Task requirements :: Instruction for the entries that follow: retype exactly the lines from the line with "Target: stack of paper on table" to the line with "Target: cardboard placard", both included, and omit all others.

(Photo-based referring expression data)
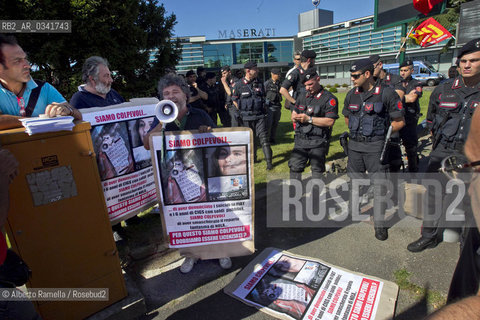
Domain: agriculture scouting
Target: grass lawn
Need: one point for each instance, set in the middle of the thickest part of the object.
(283, 147)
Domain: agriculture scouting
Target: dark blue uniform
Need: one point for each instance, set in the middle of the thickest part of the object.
(235, 120)
(449, 113)
(394, 152)
(273, 102)
(408, 133)
(311, 142)
(369, 115)
(249, 97)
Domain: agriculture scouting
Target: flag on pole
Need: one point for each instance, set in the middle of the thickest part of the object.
(425, 6)
(430, 32)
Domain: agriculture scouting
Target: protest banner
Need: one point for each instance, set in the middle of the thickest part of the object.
(288, 286)
(206, 191)
(124, 165)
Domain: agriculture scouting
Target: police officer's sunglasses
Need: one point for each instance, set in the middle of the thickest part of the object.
(458, 167)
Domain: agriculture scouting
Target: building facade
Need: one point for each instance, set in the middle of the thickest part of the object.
(337, 46)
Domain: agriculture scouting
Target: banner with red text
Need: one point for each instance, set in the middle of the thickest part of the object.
(205, 186)
(124, 165)
(288, 286)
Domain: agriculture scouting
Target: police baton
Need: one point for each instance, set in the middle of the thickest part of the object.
(383, 155)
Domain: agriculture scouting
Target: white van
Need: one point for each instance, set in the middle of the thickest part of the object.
(423, 71)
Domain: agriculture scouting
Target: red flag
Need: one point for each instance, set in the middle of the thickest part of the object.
(430, 32)
(425, 6)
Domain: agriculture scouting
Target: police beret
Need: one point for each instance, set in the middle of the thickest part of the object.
(362, 64)
(470, 47)
(310, 73)
(374, 58)
(210, 75)
(309, 54)
(250, 65)
(406, 63)
(275, 71)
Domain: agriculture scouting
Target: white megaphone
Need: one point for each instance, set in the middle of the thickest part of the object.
(166, 111)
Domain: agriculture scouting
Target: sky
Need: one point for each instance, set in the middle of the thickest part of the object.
(208, 17)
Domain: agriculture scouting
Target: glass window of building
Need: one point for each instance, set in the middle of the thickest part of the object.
(217, 55)
(279, 51)
(249, 51)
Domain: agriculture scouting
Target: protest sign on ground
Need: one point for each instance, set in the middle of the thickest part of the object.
(288, 286)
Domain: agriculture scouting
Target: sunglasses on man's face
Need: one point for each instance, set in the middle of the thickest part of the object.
(356, 76)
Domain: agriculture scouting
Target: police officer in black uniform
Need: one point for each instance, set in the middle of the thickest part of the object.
(294, 79)
(228, 81)
(197, 95)
(214, 102)
(449, 114)
(368, 109)
(315, 113)
(273, 102)
(393, 81)
(413, 93)
(248, 96)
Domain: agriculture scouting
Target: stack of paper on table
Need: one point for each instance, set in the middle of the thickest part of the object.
(39, 125)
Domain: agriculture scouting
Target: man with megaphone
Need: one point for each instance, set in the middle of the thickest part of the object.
(180, 116)
(174, 88)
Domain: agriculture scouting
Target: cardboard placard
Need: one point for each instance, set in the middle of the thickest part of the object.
(124, 165)
(289, 286)
(205, 188)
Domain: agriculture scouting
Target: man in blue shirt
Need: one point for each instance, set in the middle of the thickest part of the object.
(18, 91)
(97, 90)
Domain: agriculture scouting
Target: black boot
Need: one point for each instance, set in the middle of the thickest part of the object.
(267, 151)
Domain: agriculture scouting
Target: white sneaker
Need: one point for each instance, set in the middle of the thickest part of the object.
(225, 263)
(187, 265)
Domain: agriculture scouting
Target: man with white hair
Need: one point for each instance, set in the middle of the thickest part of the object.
(97, 88)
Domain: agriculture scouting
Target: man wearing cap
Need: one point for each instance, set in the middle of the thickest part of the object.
(315, 113)
(449, 115)
(196, 94)
(413, 93)
(20, 95)
(294, 79)
(97, 88)
(247, 96)
(368, 108)
(273, 102)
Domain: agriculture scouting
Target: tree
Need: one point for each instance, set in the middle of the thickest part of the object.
(122, 31)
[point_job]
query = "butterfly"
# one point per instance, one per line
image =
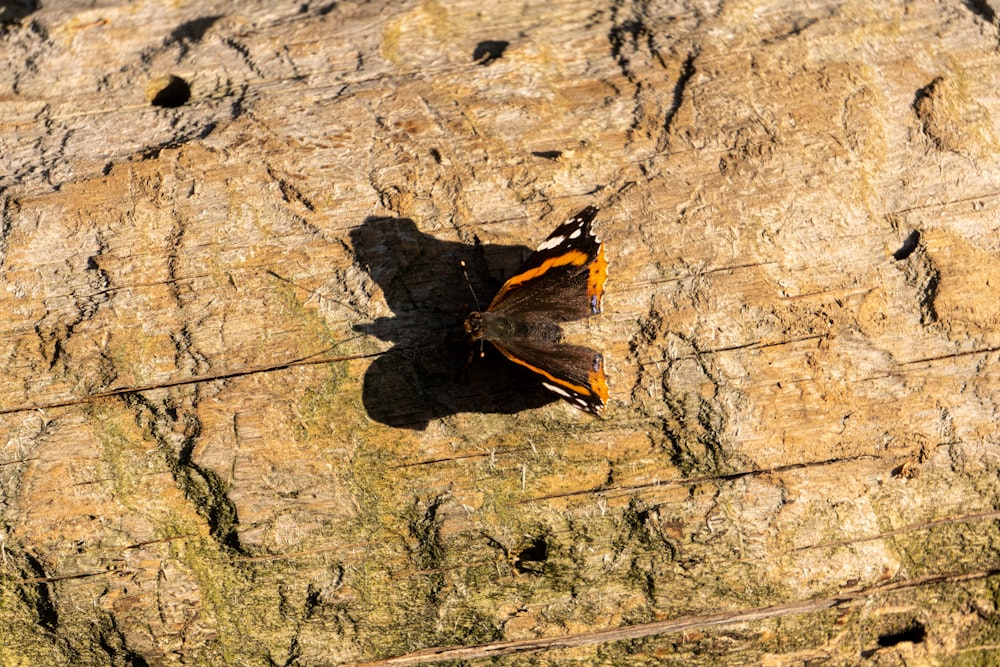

Response to this task ::
Target: stack of paper on table
Need: one point for each instance, set in the middle of the thickest part of the object.
(39, 125)
Domain: agriculture scouting
Target: man with megaphone
Need: one point for each instance, set in the middle of the thickest part of the object.
(180, 116)
(174, 88)
Domain: agriculture scouting
Target: cardboard placard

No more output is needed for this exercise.